## What needs to be done
Rewrite every line of the entries below as a numbered list, omitting blank lines and leaving the pictures out.

## Data
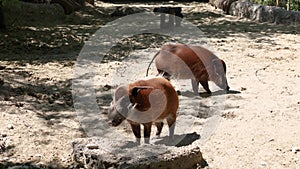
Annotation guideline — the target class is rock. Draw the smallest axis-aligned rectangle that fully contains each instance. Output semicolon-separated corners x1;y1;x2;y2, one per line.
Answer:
86;144;99;149
110;6;146;16
229;1;300;25
73;137;207;169
292;147;300;154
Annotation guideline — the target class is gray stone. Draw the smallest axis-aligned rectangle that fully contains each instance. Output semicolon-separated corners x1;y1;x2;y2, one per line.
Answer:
229;1;300;25
110;6;146;16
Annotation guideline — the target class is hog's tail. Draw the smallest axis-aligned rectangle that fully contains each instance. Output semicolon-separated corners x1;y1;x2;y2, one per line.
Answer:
146;51;160;77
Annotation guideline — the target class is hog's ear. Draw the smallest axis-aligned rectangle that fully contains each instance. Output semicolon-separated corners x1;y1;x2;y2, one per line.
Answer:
131;86;153;97
114;86;128;101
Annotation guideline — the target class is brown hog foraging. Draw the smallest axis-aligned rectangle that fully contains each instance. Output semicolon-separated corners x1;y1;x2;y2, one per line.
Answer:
108;78;179;143
146;44;229;94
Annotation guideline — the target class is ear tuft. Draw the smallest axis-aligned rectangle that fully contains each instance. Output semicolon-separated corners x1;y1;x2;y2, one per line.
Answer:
131;87;141;97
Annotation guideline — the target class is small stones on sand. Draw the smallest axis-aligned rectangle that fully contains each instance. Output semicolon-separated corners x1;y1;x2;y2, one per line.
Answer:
292;147;300;154
260;161;267;167
7;124;14;130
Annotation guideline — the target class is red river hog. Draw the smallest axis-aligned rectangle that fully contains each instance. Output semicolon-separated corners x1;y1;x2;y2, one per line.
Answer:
146;44;229;94
108;78;179;143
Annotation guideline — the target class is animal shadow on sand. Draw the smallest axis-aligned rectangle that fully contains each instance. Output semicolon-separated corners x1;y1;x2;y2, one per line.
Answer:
120;132;201;149
177;90;241;98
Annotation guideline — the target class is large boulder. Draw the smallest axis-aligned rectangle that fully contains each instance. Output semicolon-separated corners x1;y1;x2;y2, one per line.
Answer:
229;1;300;25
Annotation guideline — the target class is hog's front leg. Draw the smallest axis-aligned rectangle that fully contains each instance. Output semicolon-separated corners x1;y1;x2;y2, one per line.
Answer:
130;122;141;144
143;123;152;144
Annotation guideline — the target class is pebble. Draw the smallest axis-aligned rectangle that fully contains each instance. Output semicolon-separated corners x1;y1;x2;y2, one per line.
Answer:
260;161;267;166
292;147;300;154
7;124;14;130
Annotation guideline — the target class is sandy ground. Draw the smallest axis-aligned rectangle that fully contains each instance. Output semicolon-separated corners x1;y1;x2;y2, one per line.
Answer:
0;3;300;169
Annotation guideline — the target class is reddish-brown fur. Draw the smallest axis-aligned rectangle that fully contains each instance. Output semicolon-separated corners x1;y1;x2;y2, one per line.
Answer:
109;78;179;143
146;44;229;93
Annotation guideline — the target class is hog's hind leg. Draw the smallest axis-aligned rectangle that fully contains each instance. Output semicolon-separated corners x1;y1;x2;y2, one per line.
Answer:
155;122;164;138
167;116;176;142
200;81;211;94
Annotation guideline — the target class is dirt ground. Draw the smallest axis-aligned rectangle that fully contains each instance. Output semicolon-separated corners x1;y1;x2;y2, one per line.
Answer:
0;3;300;169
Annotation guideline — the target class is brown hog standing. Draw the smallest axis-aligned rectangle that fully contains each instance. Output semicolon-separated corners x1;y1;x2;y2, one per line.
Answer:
108;78;178;143
146;44;229;94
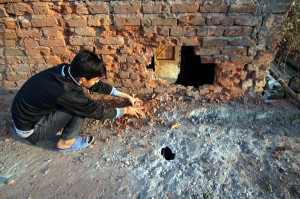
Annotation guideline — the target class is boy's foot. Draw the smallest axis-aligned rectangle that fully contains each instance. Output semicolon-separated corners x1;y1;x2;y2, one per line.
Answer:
57;136;94;152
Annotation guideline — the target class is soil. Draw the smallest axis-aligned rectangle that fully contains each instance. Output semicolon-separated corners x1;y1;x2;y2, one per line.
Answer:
0;94;300;199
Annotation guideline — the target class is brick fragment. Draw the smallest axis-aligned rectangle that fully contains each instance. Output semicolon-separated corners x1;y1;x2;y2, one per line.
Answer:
88;1;109;14
170;26;196;37
75;27;96;37
143;4;170;14
206;16;234;25
66;18;87;27
31;18;57;27
42;27;59;37
99;37;124;45
75;3;89;15
39;38;66;47
200;4;227;13
171;3;199;13
0;29;18;39
229;37;256;46
16;29;42;38
178;15;205;26
69;36;94;46
6;3;33;15
221;46;247;55
5;48;25;56
234;16;262;26
194;46;220;55
196;26;225;36
202;37;228;47
229;5;257;13
224;26;253;37
114;17;141;26
152;17;177;26
114;2;141;14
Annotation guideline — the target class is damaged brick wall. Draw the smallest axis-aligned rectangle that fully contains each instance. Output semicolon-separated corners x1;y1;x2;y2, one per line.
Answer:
0;0;291;99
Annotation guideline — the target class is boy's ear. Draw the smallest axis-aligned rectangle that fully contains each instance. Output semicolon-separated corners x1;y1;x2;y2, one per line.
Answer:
78;77;86;84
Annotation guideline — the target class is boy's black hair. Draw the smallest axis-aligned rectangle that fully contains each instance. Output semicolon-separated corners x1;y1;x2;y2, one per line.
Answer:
70;50;106;80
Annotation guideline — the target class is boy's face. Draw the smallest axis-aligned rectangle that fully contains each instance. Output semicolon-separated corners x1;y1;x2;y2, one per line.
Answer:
78;77;100;88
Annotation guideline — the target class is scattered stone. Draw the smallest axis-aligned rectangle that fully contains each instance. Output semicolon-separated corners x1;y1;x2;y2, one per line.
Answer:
6;178;15;185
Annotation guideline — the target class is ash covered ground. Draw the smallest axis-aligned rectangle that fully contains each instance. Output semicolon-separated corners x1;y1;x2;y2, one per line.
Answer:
0;94;300;199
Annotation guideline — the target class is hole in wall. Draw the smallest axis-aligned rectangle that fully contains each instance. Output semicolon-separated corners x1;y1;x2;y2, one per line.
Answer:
161;147;175;160
176;46;216;87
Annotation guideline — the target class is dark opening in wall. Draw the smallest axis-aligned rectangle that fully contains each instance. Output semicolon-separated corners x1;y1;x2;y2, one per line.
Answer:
147;55;155;71
175;46;216;87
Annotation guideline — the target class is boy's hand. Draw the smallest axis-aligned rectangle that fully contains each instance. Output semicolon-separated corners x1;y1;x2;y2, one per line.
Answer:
125;106;145;118
129;97;143;108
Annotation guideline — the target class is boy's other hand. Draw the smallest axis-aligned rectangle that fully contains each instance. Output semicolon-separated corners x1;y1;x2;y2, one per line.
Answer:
125;106;145;118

## Exercise response
1. Annotation guideline — the target class is rock. Draw the smallest axis-aligned rectangle that fully contains each instance. Output semicolon-separated corners x1;y1;x2;y2, one per line.
2. Answer:
3. 86;144;99;149
4. 110;6;146;16
5. 229;1;300;25
6. 73;137;207;169
7. 292;147;300;154
8. Annotation guideline — the target class is gray stone. Draw the smallest axis-aligned rectangle that fully contains each instance. Output semicolon-separated corners x1;y1;x2;y2, one per line.
9. Answer:
10. 229;1;300;25
11. 110;6;146;16
12. Annotation guideline — the target class is hog's tail. Draw the smallest axis-aligned rectangle that fully contains each instance. Output semicolon-separated corners x1;y1;x2;y2, one per line.
13. Answer:
14. 146;51;160;77
15. Annotation guideline — the target class is hog's ear. Draw the smallest axis-aligned rectangle that fully contains each instance. Output semicolon-separated corners x1;y1;x2;y2, one per line.
16. Answer:
17. 131;86;153;97
18. 114;86;128;101
19. Annotation guideline — the target class is brown hog foraging. Draw the smallest axis-aligned rectangle that fully contains each instance. Output semicolon-separated corners x1;y1;x2;y2, one per line.
20. Answer:
21. 108;78;179;143
22. 146;44;229;94
23. Annotation guideline — the target class is ear tuft. Draw the smallest axis-aligned rectangle that fully contains each instance. Output semicolon-separated corners x1;y1;x2;y2, one per line.
24. Answer:
25. 131;87;141;97
26. Annotation guideline — the target class is small stones on sand. Draw the smallest axis-aligned rectangle that fully contains each instance. Output semicolon-separated corners x1;y1;x2;y2, one per line.
27. Answer:
28. 292;147;300;154
29. 260;161;267;167
30. 7;124;14;130
31. Annotation guideline — the target class is red river hog. Draw the smallest axis-aligned rectangle that fully contains each instance. Output semicolon-separated corners x1;y1;x2;y2, one per line.
32. Answer:
33. 146;44;229;94
34. 108;78;179;143
35. Annotation guideline — the target class is animal shadow on sand. Draw the smallest axis-aligned rectangle that fully contains each instance. Output semicolon-separated corners x1;y1;x2;y2, one per line.
36. Answer:
37. 120;132;201;149
38. 177;90;241;98
39. Annotation guideline — the target class is large boulder. Draw the smallest axis-aligned rectangle that fully contains each instance. Output semicolon-separated corners x1;y1;x2;y2, one per line.
40. Answer:
41. 229;1;300;25
42. Annotation guideline — the target class is hog's front leg. Draw the smallest axis-aligned rectangle that fully contains each instance. Output semicolon-separated corners x1;y1;x2;y2, one per line.
43. Answer:
44. 130;122;141;144
45. 143;123;152;144
46. Annotation guideline — the target class is pebble. Draw the smallest axis-aligned rectangle that fully contains each instance. Output semicolon-separated corners x1;y1;x2;y2, one per line.
47. Answer:
48. 260;161;267;166
49. 292;147;300;154
50. 7;124;14;130
51. Annotation guideline — the target class is sandy ground. Draw the smallest axis-aligned rectangle that fully contains each instance. Output semicolon-separated corners x1;y1;x2;y2, one per line.
52. Answer:
53. 0;3;300;169
54. Annotation guideline — the target class is reddish-brown fur. Draw the smallest axis-aligned rectangle that fully contains each instance. Output semicolon-separated corners x1;y1;x2;y2, one per line.
55. Answer:
56. 109;78;179;143
57. 146;44;229;93
58. Annotation guideline — the target class is hog's hind leg. Draw the smallest axis-aligned rectangle that fully contains each instance. Output semicolon-separated corners x1;y1;x2;y2, one per line.
59. Answer:
60. 155;122;164;138
61. 167;116;176;142
62. 200;81;211;94
63. Annotation guideline — the target class is dirt ground. Draw the smallest axis-aligned rectangle that fully contains each instance. Output semicolon-separated corners x1;y1;x2;y2, one per line.
64. Answer:
65. 0;3;300;169
66. Annotation guideline — the target class is brown hog standing. Draw the smallest axis-aligned rectangle that fully contains each instance. Output semicolon-separated corners x1;y1;x2;y2, one per line.
67. Answer:
68. 108;78;178;143
69. 146;44;229;94
70. Annotation guideline — the target class is boy's foot. Draw the smallest axis-aligned rectangle that fully contains each instance. Output semicolon-separated corners x1;y1;x2;y2, one per line.
71. Answer:
72. 57;136;94;152
73. Annotation guideline — the target class is soil. Draw the smallest axis-aligned rectangle that fully contains each instance. Output semicolon-separated corners x1;y1;x2;y2, one per line.
74. Answer:
75. 0;94;300;199
76. Annotation guideline — the target class is brick fragment. Draw the smallest axis-aligned rectangle that fully contains each instance. Output semicolon-separated corners x1;y1;x2;y2, one per line.
77. Answer:
78. 88;1;109;14
79. 170;26;196;37
80. 75;27;96;37
81. 143;4;170;14
82. 206;16;234;25
83. 66;18;87;27
84. 31;18;57;27
85. 42;27;59;37
86. 99;37;124;45
87. 75;3;89;15
88. 39;38;66;47
89. 200;4;227;13
90. 171;3;199;13
91. 0;29;18;39
92. 229;37;256;46
93. 16;29;42;38
94. 178;15;205;26
95. 69;36;94;46
96. 6;3;33;15
97. 221;46;247;55
98. 5;48;25;56
99. 234;16;262;26
100. 194;46;220;55
101. 196;26;225;36
102. 202;37;228;47
103. 229;5;257;13
104. 224;26;253;37
105. 114;17;141;26
106. 152;17;177;26
107. 114;2;141;14
108. Annotation guideline — the target class is damaged brick wall. Draw the smallest axis-aligned rectangle that fully contains each instance. Output semicolon-separated corners x1;y1;x2;y2, one per line.
109. Answer:
110. 0;0;291;99
111. Annotation guideline — the target class is boy's ear. Draw the smallest axis-aligned rectangle that fully contains each instance. Output semicolon-separated corners x1;y1;x2;y2, one per line.
112. Answer:
113. 78;77;86;84
114. Annotation guideline — the target class is boy's black hair. Draw the smallest axis-aligned rectangle that fully contains each instance. Output semicolon-separated corners x1;y1;x2;y2, one per line.
115. Answer:
116. 70;50;106;80
117. Annotation guideline — the target class is boy's face. Draw the smallest axis-aligned rectangle that fully contains each instance. Output semicolon-separated corners x1;y1;x2;y2, one per line.
118. Answer:
119. 78;77;100;88
120. Annotation guideline — the target class is scattered stone. Draw the smallest axis-aligned rectangle that fully contains each instance. Output semicolon-separated corners x1;y1;x2;y2, one per line.
121. Answer:
122. 6;178;15;185
123. Annotation guideline — the target class is ash covered ground. Draw the smallest axis-aligned rectangle that fully contains each instance. Output semicolon-separated corners x1;y1;x2;y2, one per line.
124. Answer:
125. 0;94;300;199
126. Annotation guideline — the target class is hole in wall. Draw the smallest axis-aligned rectangle that fully contains each instance. Output semicolon-separated corners x1;y1;x2;y2, one per line.
127. Answer:
128. 161;147;175;160
129. 176;46;216;87
130. Annotation guideline — the target class is dark opening in wall. Draw the smallest axis-aligned rectangle that fully contains each instance. Output semicolon-separated corners x1;y1;x2;y2, one per line.
131. Answer:
132. 147;55;155;71
133. 175;46;216;87
134. Annotation guideline — the target class is boy's hand. Draw the smallest axis-aligned rectangle that fully contains each instance. Output semicolon-separated corners x1;y1;x2;y2, one per line.
135. Answer:
136. 125;106;145;118
137. 129;97;143;108
138. Annotation guideline — the target class is boy's other hand. Draw the smallest axis-aligned rectangle that fully contains each instance. Output semicolon-separated corners x1;y1;x2;y2, one per line.
139. Answer:
140. 125;106;145;118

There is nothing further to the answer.